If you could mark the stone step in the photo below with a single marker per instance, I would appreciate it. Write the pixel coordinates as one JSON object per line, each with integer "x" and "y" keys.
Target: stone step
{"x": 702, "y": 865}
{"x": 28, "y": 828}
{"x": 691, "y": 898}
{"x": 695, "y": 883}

══════════

WHAT THE TASK REQUIRES >>
An unaltered transcription of all the data above is needed.

ANSWER >>
If you could mark the stone step in the photo below with a single marker per instance, I would appreciate it. Write the pixel coordinates as one JSON object per line, each with integer "x" and "y" keys.
Target: stone step
{"x": 702, "y": 865}
{"x": 28, "y": 828}
{"x": 691, "y": 898}
{"x": 695, "y": 883}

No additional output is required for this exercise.